Listed entries:
====================

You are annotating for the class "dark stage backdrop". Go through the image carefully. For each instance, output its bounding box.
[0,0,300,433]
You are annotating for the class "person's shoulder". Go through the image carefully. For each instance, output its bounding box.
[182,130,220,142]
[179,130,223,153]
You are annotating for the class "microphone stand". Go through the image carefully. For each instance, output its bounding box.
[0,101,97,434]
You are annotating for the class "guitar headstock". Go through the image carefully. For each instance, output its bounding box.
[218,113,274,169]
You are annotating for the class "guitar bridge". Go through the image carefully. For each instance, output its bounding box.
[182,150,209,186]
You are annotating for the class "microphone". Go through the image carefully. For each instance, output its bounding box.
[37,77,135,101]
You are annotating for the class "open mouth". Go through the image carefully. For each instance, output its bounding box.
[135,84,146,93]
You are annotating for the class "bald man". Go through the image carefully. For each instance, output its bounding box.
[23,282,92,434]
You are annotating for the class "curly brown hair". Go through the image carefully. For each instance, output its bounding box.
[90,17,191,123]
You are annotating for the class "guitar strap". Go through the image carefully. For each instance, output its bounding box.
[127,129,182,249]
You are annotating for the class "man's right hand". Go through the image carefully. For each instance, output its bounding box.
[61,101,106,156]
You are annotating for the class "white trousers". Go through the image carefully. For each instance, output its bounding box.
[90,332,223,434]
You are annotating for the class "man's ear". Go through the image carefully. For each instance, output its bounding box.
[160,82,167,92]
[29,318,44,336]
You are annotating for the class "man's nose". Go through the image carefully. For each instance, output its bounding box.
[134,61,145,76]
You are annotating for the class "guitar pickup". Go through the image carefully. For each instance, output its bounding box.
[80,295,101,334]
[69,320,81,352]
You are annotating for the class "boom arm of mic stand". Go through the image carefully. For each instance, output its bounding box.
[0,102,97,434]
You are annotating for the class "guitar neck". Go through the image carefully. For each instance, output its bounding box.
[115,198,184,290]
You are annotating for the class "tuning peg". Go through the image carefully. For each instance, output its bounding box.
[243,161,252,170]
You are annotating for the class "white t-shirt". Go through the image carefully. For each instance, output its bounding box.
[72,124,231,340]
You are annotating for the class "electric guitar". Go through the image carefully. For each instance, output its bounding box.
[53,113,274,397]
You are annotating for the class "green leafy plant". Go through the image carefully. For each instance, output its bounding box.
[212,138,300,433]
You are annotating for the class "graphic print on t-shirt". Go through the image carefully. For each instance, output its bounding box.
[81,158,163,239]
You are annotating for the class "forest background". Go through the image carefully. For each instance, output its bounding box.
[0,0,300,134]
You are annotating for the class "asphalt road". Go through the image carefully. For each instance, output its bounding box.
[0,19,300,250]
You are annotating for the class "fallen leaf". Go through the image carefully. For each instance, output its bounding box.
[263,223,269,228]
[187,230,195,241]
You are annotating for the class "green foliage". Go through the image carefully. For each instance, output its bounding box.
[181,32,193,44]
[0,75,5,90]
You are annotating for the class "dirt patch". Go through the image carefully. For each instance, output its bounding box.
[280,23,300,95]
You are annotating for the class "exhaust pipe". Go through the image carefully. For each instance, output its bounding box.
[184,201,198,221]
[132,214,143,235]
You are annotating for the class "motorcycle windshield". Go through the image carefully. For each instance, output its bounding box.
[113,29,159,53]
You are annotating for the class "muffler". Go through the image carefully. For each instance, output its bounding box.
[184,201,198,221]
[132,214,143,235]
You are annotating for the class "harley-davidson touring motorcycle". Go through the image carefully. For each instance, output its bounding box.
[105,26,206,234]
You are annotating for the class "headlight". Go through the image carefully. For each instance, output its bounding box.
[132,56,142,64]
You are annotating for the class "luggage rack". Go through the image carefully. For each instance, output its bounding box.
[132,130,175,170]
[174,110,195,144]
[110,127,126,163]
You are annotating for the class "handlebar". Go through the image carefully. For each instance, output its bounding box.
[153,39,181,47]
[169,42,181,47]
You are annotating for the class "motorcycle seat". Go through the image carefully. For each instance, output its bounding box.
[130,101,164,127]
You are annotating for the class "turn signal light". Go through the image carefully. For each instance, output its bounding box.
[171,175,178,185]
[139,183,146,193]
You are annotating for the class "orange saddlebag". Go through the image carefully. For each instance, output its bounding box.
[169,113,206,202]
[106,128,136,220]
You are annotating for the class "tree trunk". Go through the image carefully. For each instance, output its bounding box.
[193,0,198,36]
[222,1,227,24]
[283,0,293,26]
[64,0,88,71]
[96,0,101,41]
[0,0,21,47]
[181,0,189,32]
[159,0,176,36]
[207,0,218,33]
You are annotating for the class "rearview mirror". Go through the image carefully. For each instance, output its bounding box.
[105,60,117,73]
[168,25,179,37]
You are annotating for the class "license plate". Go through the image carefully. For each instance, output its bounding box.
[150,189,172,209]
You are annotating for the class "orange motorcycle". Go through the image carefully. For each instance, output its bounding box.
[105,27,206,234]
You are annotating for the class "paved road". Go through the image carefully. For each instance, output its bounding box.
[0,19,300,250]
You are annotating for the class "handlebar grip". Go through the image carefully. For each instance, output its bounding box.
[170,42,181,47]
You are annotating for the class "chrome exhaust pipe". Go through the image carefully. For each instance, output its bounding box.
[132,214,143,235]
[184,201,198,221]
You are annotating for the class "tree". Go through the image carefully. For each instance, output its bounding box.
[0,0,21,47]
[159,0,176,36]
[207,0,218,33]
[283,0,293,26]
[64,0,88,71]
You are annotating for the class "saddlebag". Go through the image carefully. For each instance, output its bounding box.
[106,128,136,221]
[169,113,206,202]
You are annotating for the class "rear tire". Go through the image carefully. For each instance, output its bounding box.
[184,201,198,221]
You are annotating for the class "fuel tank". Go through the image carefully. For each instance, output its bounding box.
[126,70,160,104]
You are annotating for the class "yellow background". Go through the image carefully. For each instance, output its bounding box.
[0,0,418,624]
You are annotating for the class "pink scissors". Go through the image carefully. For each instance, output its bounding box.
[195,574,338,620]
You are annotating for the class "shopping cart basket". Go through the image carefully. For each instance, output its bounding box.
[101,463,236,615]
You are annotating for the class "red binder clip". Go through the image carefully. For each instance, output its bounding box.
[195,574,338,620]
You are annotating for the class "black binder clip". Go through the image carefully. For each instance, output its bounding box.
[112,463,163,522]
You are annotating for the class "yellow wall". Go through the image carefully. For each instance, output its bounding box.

====================

Copy every item above word for word, in the same order.

You are annotating for the class "dark stage backdrop". Go through the image carefully. For each instance, output its bounding box.
[0,0,300,433]
You are annotating for the class "person's shoulder". Go through the image carefully. For each instance, output its bounding box.
[182,130,220,142]
[179,130,223,153]
You are annotating for the class "microphone stand". Go through the image carefully. For each instance, output its bounding box.
[0,101,97,434]
You are annotating for the class "guitar headstock". Go through the image carefully. For each instance, output its bounding box.
[218,113,274,169]
You are annotating for the class "guitar bridge". Go through the image carefully. For each instance, output its bounding box.
[182,150,209,186]
You are annotating for the class "microphone". Go through the image carefully. For each instance, output its bounding box.
[37,77,135,101]
You are annotating for the class "open mouth". Go through the image carefully. For each instance, output its bounding box.
[135,84,146,93]
You are annotating for the class "bald man". Go through the image carefully. For each instance, output its bounding box.
[23,282,92,434]
You are annotating for the class "curly brown hair". Go through the image carefully. For each instance, output its bounding box.
[90,17,191,123]
You are annotating for the class "guitar strap". Go through the image carefully. For each instance, output its bounding box.
[127,129,182,249]
You are annotating for the class "man's right hand". Go through the image carefully. For each instance, output its bounding box.
[61,101,106,156]
You are annotating for the class "white trousers". Go through the image carefully. For each instance, output its bounding box.
[90,332,223,434]
You are annotating for the class "man's ear". Go through the image carefully. For each instance, output its bounding box.
[160,82,167,92]
[29,318,44,336]
You are annotating for the class "man's nose". Go through the image carefully. For each instance, output its bounding box.
[134,61,145,76]
You are annotating for the class "guitar pickup". Go through the image carefully. For each instance, output its bounding box.
[80,295,101,334]
[69,320,81,352]
You are annotating for the class "boom arm of mic stand". Go through the image carefully. For each instance, output its bounding box.
[0,102,97,434]
You are annotating for the class "guitar neck". Go through the image carefully. For each instance, output its bounding box.
[115,198,184,290]
You are annotating for the class "tuning peg". Go through the image carefully. For each instance, output its bounding box.
[243,161,252,170]
You are annotating for the class "white t-shirt". Go through the image carefully. For each instance, output its bounding box.
[72,124,231,340]
You are annotating for the class "electric guitar". Go through the image carefully. For each instance, output its bounding box.
[53,113,274,397]
You are annotating for the class "green leafy plant". Go through the image carefully. For each instance, output its bounding box.
[212,138,300,433]
You are annotating for the class "graphic print on t-shirt". Go through the image carefully. For each instance, output its bounding box.
[81,158,163,239]
You are annotating for the class "forest background". Go through the image carefully. For each instance, output its bounding box.
[0,0,300,134]
You are annotating for the class "asphalt road". Go through the image carefully. For each instance, output its bounding box.
[0,19,300,250]
You are annotating for the class "fallen leaf". Go through the image carefully. For each instance, output its bounding box.
[263,223,269,228]
[187,230,195,241]
You are annotating for the class "green foliage". Go through the image carefully. For each instance, output its bounding box.
[181,32,193,44]
[0,75,5,90]
You are annotating for the class "dirt patch". Go through the image carefully. For each instance, output its bounding box.
[280,23,300,95]
You are annotating for the class "exhaust pipe". Go through the image carefully. For each instance, output its bounding box.
[184,201,198,221]
[132,214,143,235]
You are annotating for the class "motorcycle windshield". Go through the image carefully. For each instance, output its bounding box.
[113,29,159,53]
You are annotating for the class "muffler". Go through the image carefully. For each instance, output its bounding box.
[184,201,198,221]
[132,214,143,235]
You are annotating for the class "harley-davidson touring motorcycle". Go through the image carefully. For each instance, output its bounding box.
[105,26,206,234]
You are annotating for the class "headlight". Go through the image carefully. For each instance, output its bounding box.
[132,56,142,64]
You are annotating for the class "luggage rack". Go through the image carefully. For each instance, output its bounding box.
[132,130,175,170]
[174,110,195,144]
[110,127,126,163]
You are annotating for the class "handlebar". Go through the image carefully. For each instance, output its bounding box.
[153,39,181,47]
[169,42,181,47]
You are annotating for the class "motorcycle seat". Go through the image carefully. For each instance, output its bounding box.
[130,101,164,127]
You are annotating for the class "turn signal light". Go through the image carefully. For each instance, output its bounding box.
[171,175,178,185]
[139,183,146,193]
You are annotating for the class "orange saddlebag". Go through the image carefully. For each instance, output its bounding box.
[169,113,206,202]
[106,128,136,220]
You are annotating for the class "tree trunk". Go through the image carefully. For each instance, output its bounding box.
[193,0,198,36]
[222,1,227,24]
[283,0,293,26]
[64,0,88,71]
[96,0,101,41]
[0,0,21,47]
[181,0,189,32]
[159,0,176,36]
[207,0,218,33]
You are annotating for the class "rearview mirror". Go through the image carefully. For each instance, output its bounding box.
[105,60,117,73]
[168,25,179,37]
You are annotating for the class "license plate". Go through the image carefully. For each instance, output its bounding box.
[150,189,172,209]
You are annotating for the class "orange motorcycle". Go through the image carefully. For each instance, output its bounding box.
[105,27,206,234]
You are annotating for the class "paved road". Go through the image carefully. For each instance, output its bounding box.
[0,19,300,250]
You are annotating for the class "handlebar grip". Go through the image carefully. For each instance, output its bounding box.
[170,42,181,47]
You are annotating for the class "chrome exhaust pipe". Go through the image carefully. For each instance, output its bounding box.
[132,214,143,235]
[184,201,198,221]
You are annotating for the class "tree". Go through the image carefully. For each instance, output its bounding box.
[0,0,21,47]
[159,0,176,36]
[207,0,218,33]
[283,0,293,26]
[64,0,88,71]
You are annotating for the class "saddlebag". Go through the image carefully. For each instance, output its bounding box.
[106,128,136,221]
[169,113,206,202]
You are annotating for the class "rear tire". Go through the image carefully. For each instance, output its bounding box.
[184,201,198,221]
You are annotating for the class "fuel tank". Go through the image carefully. For each instance, output its bounding box.
[126,70,160,104]
You are annotating for the class "yellow background". Go through the image carefully. For each instance, output its bounding box.
[0,0,418,624]
You are annotating for the class "pink scissors". Go through the image carefully. For each instance, output its bounding box.
[195,574,338,620]
You are annotating for the class "shopping cart basket". Go through the image carefully. For each instance, output its bounding box.
[101,463,236,615]
You are annotating for the class "red binder clip". Go through the image carefully. For each instance, output its bounding box.
[195,574,338,620]
You are annotating for the class "black binder clip". Go through the image carefully. For each instance, output its bounding box.
[112,463,163,522]
You are annotating for the class "yellow wall". Go through the image carefully. For each instance, output its bounding box.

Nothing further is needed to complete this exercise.